Set exercise: Reproduce the lines below verbatim, beginning at the line that contains "Labeling round 2. The target category is young" and stopping after the line that contains "[107,285,152,329]". Output only that span, with both end lines included.

Data lines:
-----

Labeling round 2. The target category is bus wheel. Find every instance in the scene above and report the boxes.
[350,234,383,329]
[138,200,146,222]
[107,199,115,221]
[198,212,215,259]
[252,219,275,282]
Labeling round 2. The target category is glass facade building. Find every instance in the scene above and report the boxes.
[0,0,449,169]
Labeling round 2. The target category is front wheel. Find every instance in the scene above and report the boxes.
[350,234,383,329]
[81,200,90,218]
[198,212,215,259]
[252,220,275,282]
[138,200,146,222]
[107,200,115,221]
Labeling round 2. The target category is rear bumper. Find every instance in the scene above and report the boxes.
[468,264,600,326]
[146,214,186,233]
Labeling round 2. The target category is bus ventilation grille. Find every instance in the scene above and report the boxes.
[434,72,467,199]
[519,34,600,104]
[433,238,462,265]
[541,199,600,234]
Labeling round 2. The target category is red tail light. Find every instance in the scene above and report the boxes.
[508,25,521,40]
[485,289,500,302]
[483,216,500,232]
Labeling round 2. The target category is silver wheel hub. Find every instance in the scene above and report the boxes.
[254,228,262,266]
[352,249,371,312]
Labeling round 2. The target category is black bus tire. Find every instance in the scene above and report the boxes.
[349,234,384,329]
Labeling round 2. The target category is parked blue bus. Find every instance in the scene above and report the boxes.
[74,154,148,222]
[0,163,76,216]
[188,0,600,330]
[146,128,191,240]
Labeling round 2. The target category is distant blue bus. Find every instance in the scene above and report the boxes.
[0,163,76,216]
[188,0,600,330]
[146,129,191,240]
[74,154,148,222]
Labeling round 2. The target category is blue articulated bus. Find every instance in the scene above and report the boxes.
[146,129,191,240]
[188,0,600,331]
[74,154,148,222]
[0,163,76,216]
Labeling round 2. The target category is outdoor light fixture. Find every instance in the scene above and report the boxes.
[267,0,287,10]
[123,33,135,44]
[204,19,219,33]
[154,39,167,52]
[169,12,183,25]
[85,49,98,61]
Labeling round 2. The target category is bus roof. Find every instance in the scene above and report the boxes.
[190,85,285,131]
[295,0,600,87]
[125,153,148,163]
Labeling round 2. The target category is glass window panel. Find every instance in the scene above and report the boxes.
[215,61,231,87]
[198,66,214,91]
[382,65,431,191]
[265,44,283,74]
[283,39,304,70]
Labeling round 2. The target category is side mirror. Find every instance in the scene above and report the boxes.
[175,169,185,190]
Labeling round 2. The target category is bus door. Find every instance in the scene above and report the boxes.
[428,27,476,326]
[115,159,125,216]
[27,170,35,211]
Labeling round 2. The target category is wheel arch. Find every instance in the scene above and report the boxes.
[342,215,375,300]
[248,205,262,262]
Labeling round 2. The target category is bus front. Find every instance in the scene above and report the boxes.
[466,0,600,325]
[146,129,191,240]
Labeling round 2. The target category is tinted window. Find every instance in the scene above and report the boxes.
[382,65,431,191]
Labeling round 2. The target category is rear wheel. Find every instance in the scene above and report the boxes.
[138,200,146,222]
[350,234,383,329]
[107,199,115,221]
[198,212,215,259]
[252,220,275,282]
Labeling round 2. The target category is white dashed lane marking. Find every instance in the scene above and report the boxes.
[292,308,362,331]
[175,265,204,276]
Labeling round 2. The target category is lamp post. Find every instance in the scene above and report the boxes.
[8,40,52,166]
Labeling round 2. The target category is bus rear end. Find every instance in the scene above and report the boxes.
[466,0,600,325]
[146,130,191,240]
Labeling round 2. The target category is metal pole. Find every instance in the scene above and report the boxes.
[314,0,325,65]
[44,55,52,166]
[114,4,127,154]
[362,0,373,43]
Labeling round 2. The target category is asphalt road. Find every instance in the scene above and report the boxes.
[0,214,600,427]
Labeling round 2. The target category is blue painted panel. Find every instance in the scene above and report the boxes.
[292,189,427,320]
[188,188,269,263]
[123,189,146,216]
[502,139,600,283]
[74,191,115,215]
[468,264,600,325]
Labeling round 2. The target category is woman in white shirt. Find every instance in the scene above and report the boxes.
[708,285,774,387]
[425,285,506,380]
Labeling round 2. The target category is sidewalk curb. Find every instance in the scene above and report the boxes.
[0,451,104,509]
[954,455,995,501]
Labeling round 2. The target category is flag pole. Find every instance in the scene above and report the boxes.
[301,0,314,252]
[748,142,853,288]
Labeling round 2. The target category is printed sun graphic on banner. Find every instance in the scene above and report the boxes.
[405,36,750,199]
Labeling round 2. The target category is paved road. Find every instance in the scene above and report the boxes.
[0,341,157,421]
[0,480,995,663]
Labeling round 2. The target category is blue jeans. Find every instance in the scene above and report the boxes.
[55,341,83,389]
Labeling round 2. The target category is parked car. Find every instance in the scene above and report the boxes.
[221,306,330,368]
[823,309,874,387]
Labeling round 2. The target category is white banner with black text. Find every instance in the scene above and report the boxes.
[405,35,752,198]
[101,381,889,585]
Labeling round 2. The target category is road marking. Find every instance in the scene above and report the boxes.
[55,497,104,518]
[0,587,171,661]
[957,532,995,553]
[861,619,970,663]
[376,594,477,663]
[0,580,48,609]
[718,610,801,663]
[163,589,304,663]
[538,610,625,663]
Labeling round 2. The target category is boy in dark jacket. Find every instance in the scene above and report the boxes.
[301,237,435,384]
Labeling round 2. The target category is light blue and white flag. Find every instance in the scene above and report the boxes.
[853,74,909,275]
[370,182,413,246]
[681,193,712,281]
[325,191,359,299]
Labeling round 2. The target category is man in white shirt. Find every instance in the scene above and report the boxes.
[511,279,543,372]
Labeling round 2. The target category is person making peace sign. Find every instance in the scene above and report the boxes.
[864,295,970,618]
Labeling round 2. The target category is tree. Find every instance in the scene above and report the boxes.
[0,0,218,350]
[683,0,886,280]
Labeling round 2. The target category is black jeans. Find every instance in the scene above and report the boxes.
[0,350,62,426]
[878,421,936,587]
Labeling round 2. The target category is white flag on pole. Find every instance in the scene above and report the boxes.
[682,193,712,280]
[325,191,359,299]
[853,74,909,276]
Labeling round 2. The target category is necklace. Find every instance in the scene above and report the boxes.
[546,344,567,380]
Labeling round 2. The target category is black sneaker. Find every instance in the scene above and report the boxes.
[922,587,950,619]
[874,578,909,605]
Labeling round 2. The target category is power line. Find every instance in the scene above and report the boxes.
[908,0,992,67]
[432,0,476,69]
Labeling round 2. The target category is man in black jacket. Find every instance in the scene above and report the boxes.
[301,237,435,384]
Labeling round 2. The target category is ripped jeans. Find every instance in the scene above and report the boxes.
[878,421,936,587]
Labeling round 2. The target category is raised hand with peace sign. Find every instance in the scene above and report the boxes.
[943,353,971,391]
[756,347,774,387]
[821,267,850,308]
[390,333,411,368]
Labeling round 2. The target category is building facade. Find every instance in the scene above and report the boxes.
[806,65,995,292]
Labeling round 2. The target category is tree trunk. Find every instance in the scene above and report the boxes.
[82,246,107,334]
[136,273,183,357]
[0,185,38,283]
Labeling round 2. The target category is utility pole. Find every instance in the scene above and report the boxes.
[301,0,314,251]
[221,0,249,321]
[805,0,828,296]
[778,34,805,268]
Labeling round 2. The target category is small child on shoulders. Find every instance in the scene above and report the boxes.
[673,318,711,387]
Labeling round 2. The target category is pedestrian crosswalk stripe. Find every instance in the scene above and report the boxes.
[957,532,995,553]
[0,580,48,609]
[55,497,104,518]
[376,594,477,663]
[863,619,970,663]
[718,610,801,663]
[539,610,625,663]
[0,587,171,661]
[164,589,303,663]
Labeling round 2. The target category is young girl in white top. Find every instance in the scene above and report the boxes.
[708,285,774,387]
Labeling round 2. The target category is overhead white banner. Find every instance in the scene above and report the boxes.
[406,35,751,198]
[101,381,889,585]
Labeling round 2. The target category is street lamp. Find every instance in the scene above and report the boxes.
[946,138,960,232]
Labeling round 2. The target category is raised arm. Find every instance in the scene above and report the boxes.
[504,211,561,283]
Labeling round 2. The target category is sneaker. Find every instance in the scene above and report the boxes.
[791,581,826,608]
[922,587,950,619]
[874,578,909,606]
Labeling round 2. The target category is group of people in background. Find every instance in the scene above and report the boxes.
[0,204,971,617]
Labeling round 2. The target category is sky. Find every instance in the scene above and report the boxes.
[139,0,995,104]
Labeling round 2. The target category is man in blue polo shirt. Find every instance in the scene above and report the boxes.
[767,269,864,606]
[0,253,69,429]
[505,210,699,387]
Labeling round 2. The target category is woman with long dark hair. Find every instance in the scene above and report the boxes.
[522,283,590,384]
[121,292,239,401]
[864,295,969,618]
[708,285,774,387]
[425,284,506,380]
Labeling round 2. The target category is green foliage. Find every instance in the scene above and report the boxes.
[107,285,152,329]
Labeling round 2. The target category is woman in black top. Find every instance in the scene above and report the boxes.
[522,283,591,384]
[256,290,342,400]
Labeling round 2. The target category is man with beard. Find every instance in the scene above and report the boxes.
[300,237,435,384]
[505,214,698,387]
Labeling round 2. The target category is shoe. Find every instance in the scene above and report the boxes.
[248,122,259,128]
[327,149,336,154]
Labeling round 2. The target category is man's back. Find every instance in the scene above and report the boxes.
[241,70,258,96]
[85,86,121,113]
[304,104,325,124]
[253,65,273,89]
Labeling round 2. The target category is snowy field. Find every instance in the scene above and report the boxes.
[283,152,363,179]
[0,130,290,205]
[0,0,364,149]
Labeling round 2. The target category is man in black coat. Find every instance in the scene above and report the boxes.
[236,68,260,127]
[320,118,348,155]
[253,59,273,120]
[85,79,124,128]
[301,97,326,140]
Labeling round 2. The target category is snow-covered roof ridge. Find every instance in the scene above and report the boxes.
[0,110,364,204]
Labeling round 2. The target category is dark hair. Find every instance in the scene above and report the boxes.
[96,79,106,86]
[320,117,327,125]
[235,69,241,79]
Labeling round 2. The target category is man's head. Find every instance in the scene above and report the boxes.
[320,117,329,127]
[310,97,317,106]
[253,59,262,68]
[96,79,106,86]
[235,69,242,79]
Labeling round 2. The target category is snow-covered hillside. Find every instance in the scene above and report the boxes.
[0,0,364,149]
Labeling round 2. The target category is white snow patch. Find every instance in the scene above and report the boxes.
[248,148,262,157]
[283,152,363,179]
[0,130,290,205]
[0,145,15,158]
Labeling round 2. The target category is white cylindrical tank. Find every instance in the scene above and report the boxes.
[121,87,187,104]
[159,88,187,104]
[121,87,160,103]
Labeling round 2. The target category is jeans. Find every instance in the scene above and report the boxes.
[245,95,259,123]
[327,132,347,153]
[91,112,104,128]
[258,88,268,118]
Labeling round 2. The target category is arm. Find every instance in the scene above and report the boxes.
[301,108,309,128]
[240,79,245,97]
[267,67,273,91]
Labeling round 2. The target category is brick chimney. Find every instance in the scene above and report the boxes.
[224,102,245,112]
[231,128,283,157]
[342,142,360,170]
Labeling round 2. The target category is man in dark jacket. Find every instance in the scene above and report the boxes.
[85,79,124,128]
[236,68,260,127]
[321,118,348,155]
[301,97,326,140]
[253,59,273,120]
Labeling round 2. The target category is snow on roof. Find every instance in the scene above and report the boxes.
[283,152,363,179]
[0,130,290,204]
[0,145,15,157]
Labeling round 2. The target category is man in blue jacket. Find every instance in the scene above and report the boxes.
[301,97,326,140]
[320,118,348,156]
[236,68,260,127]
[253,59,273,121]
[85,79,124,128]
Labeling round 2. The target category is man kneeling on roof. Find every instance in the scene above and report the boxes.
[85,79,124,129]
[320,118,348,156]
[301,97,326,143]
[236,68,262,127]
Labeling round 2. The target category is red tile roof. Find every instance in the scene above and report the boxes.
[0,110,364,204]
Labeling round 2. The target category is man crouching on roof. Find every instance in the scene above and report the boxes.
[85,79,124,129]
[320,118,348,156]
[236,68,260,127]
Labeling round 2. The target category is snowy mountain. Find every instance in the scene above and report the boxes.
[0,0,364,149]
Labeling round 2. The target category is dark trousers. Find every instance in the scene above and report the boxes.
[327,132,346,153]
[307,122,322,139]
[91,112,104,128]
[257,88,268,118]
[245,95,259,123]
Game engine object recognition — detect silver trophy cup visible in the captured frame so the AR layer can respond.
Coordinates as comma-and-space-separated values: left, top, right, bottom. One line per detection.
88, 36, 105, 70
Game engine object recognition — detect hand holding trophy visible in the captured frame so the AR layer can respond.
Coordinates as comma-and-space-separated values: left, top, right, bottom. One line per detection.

-----

Full solution:
Labeling round 2. The target category is young girl in white top. Find every instance in the scene above and report the boxes.
[708,285,774,387]
Labeling round 2. The target category is overhead white banner. Find every instance in the scene above and report the boxes.
[406,35,751,198]
[101,381,889,585]
Labeling round 2. The target category is street lamp. Find every instance in the scene above and report the boxes.
[946,138,960,232]
Labeling round 2. The target category is raised arm. Find every instance in the scene above and report the boxes.
[504,211,561,283]
Labeling round 2. The target category is sneaker. Find every instance in the scene above and report the boxes.
[791,581,826,608]
[922,587,950,619]
[874,578,909,606]
Labeling round 2. The target category is group of people in background. Find every instance in the scene above and report the boxes.
[0,204,971,617]
Labeling round 2. The target category is sky. Find every instance in the scene above and report the boxes.
[139,0,995,104]
Labeling round 2. The target category is man in blue polo shirt. Find every instance in the scene above and report the boxes.
[767,269,864,606]
[0,253,69,429]
[505,210,699,387]
Labeling round 2. The target category is woman with long dark hair. Find every instance in the scene above and report the boxes.
[522,283,590,384]
[121,292,239,401]
[864,295,969,618]
[708,285,774,387]
[425,284,506,380]
Labeling round 2. The target category is green foliage. Find every instance in the scene above and report the boxes.
[107,285,152,329]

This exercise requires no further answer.